▶ [Directions]
Gather every row below that contains the word "wall", matching case exactly, and copy each of those rows in full.

▶

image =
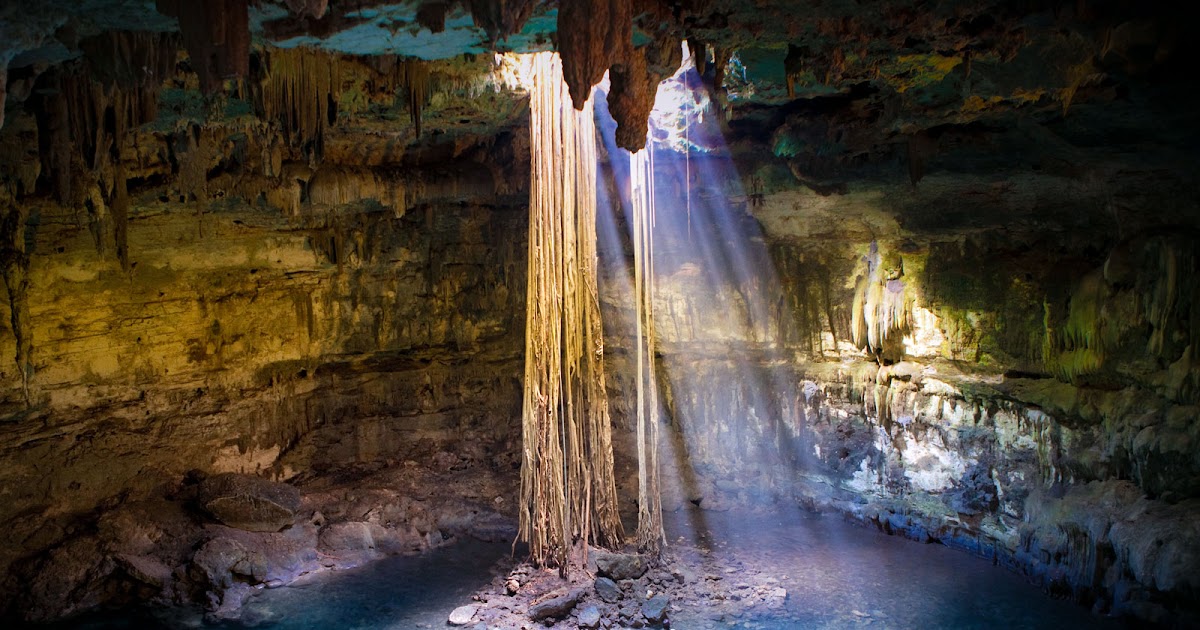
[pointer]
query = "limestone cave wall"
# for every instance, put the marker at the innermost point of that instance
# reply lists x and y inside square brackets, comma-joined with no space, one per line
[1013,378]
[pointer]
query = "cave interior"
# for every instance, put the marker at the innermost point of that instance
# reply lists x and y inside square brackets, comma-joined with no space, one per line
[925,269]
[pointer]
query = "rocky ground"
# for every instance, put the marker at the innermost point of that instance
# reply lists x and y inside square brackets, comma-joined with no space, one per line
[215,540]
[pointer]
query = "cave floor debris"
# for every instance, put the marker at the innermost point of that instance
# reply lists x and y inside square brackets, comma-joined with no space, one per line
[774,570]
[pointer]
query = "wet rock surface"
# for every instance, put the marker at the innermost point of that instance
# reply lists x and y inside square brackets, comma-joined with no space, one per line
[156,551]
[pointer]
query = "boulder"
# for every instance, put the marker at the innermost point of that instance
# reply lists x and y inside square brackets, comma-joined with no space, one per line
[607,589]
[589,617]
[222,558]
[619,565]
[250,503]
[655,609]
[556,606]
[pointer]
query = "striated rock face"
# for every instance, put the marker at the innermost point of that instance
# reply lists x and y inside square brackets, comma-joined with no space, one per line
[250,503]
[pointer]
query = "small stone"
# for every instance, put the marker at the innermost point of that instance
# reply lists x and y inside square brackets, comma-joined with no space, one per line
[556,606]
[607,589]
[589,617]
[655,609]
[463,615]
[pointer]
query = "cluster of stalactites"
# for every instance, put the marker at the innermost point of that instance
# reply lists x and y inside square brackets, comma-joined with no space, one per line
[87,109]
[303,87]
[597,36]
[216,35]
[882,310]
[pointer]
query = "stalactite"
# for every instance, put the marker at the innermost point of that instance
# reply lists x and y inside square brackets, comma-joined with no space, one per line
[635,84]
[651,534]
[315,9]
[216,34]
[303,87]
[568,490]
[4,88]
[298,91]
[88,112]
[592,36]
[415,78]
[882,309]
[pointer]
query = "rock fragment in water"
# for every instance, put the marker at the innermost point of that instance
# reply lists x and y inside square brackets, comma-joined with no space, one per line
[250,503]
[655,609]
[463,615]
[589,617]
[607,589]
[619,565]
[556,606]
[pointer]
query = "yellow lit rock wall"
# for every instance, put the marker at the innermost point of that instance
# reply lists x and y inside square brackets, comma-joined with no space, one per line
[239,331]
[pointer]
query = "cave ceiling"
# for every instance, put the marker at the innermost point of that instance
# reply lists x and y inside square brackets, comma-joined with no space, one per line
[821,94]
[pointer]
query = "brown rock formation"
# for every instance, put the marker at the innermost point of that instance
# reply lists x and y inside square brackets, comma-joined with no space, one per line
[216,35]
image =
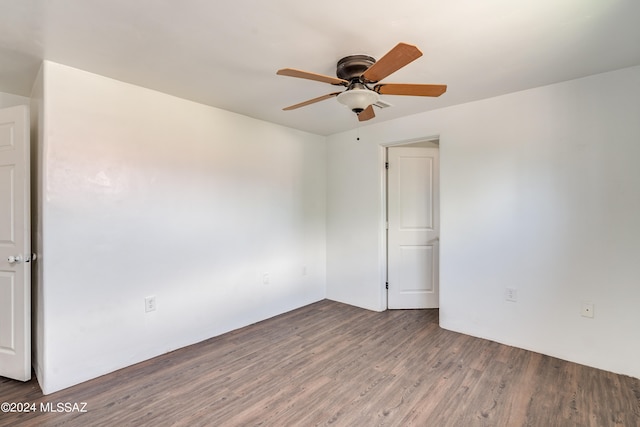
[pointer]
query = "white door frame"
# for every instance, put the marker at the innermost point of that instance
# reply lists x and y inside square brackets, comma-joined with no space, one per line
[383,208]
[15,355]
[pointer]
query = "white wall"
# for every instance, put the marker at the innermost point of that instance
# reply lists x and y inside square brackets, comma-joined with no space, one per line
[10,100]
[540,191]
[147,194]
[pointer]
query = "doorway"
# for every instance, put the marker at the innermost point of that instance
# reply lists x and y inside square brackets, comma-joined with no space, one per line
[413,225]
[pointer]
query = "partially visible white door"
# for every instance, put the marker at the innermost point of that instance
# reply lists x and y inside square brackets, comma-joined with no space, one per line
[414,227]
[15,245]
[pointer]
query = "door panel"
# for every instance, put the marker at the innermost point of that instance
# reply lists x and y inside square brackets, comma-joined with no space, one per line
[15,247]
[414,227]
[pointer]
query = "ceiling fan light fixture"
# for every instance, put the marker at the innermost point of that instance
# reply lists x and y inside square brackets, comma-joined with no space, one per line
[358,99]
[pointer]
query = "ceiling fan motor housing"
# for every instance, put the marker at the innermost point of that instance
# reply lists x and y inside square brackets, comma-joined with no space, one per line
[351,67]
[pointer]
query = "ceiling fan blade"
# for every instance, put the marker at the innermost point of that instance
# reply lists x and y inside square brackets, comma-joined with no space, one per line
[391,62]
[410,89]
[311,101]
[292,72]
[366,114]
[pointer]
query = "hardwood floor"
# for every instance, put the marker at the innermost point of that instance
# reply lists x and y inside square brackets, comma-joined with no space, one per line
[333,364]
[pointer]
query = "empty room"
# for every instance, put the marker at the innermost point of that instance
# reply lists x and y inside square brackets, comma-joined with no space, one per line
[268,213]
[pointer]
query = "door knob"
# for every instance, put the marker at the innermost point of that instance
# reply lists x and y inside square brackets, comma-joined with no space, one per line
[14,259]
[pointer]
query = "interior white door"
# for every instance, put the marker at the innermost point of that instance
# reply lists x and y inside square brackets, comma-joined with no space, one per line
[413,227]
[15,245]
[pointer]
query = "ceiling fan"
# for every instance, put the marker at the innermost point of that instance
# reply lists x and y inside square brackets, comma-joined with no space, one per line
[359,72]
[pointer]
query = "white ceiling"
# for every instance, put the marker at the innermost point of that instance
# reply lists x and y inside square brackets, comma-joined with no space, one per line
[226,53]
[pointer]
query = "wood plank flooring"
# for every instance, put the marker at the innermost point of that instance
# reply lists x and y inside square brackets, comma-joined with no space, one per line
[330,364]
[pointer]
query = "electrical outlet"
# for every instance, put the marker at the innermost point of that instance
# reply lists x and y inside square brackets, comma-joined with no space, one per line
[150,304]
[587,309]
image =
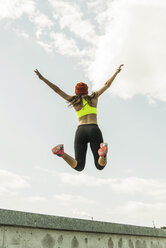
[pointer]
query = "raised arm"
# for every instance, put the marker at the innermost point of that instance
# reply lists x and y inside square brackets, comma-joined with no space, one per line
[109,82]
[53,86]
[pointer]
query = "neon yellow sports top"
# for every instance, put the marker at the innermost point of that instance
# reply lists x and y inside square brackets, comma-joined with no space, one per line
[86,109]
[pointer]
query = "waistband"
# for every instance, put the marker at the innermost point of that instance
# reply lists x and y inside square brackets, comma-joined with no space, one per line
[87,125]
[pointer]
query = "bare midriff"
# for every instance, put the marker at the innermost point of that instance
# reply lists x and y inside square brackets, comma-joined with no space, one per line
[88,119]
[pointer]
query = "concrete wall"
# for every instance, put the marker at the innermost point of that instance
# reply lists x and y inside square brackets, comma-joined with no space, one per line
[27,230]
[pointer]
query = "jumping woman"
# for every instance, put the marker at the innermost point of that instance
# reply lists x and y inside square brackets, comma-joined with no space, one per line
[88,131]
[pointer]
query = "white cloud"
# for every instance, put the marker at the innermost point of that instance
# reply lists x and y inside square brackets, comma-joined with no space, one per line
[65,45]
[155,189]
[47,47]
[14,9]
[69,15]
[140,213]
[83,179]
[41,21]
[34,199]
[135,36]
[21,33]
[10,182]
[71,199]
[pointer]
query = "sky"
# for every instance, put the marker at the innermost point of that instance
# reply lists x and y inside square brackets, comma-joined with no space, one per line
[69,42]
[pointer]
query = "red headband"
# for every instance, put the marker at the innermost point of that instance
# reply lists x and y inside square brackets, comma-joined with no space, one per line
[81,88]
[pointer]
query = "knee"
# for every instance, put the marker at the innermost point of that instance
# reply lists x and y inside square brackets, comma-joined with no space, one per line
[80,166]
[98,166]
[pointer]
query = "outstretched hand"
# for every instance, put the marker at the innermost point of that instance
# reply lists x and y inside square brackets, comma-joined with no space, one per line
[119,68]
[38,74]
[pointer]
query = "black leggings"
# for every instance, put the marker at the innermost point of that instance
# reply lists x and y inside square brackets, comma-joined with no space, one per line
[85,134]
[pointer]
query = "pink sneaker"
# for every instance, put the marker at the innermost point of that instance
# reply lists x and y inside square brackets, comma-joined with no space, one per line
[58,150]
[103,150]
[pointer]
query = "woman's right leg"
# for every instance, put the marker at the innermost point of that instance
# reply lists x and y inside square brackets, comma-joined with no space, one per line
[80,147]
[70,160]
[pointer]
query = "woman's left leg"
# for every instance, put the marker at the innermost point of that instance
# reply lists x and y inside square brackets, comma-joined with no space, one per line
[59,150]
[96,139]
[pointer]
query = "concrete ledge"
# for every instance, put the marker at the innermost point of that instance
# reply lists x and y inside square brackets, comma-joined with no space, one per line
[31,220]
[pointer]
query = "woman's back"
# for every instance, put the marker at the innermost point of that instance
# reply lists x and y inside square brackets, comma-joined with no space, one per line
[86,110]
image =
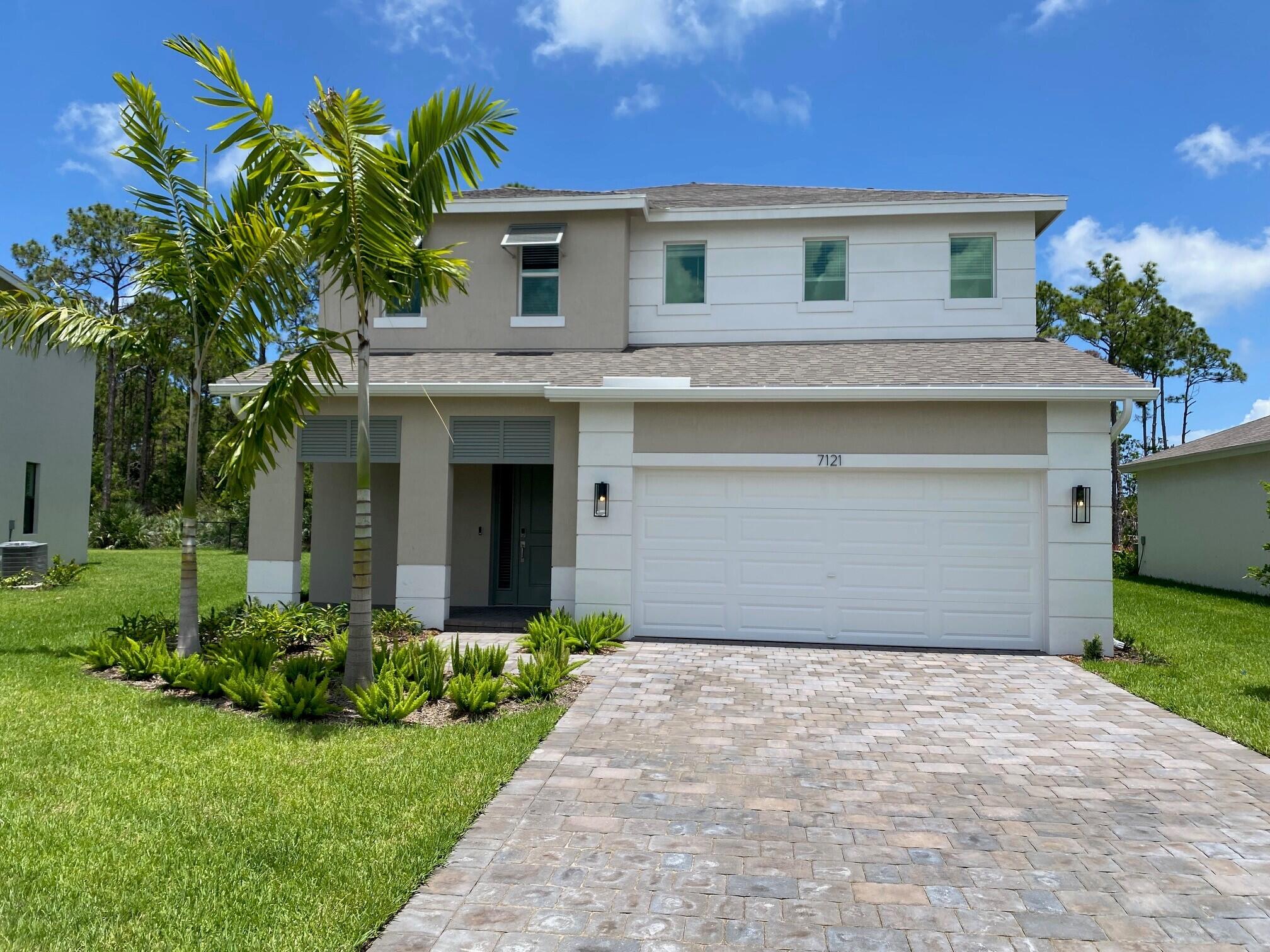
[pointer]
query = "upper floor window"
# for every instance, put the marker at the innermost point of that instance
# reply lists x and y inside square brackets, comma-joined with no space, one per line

◀

▶ [Solution]
query = "limestone cave wall"
query = "yellow lit rock wall"
query = "white wall"
query = "concrete wall"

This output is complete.